Outline records:
• • •
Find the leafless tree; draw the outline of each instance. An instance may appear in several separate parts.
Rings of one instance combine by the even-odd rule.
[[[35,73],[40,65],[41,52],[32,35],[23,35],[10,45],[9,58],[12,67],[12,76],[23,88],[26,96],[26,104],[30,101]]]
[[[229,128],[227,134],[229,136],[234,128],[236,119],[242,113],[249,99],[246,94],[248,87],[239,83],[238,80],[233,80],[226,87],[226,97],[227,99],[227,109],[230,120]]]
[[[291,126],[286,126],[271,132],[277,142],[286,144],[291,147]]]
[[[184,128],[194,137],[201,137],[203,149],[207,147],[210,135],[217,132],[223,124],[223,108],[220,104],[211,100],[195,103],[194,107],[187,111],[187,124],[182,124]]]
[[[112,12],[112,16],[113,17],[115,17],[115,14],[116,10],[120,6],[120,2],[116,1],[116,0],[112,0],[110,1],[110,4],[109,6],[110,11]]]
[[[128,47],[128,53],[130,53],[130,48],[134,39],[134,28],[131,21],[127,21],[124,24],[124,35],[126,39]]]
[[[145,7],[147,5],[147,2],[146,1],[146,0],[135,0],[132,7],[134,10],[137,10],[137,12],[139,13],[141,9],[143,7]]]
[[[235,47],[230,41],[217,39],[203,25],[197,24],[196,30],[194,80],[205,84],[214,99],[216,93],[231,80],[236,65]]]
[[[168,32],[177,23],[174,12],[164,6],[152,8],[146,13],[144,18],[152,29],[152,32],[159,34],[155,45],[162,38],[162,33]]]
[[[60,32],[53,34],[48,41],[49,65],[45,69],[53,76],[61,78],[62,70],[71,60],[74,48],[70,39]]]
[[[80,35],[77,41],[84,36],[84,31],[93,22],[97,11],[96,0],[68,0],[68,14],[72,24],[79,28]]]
• • •
OBJECTIVE -
Could you copy out all of the data above, reproducing every line without a single change?

EXERCISE OUTPUT -
Find the leafless tree; draw the outline of each instance. An instance may appear in several separate parts.
Rings of one instance combine by the even-odd rule.
[[[35,73],[40,65],[41,52],[32,35],[23,35],[10,45],[9,58],[12,67],[12,76],[23,88],[26,96],[26,104],[30,101]]]
[[[229,128],[227,134],[229,136],[234,128],[236,119],[242,113],[249,99],[246,94],[248,87],[239,83],[238,80],[233,80],[226,87],[226,97],[227,99],[227,109],[230,120]]]
[[[291,126],[286,126],[271,132],[277,142],[286,144],[291,147]]]
[[[184,128],[194,137],[201,137],[203,149],[207,147],[210,135],[217,132],[223,124],[223,108],[220,104],[211,100],[195,103],[194,107],[187,111],[187,124],[182,124]]]
[[[112,12],[112,16],[113,17],[115,17],[115,14],[116,10],[120,6],[120,2],[116,1],[116,0],[112,0],[110,1],[110,4],[109,6],[110,11]]]
[[[128,47],[128,53],[130,53],[130,48],[134,39],[134,28],[131,21],[127,21],[124,24],[124,35],[126,39]]]
[[[145,7],[147,5],[147,2],[146,1],[146,0],[135,0],[132,7],[134,10],[137,10],[137,12],[139,13],[141,9],[143,7]]]
[[[235,47],[230,41],[217,39],[203,25],[197,24],[196,30],[194,80],[205,84],[214,99],[216,93],[231,80],[236,65]]]
[[[168,32],[177,23],[174,12],[164,6],[152,8],[146,13],[144,18],[152,29],[152,32],[159,34],[155,45],[162,38],[162,33]]]
[[[60,32],[53,34],[48,41],[49,65],[45,69],[53,76],[61,78],[62,70],[71,60],[74,48],[70,39]]]
[[[80,35],[77,41],[84,36],[84,31],[93,22],[97,11],[96,0],[68,0],[68,14],[72,24],[79,28]]]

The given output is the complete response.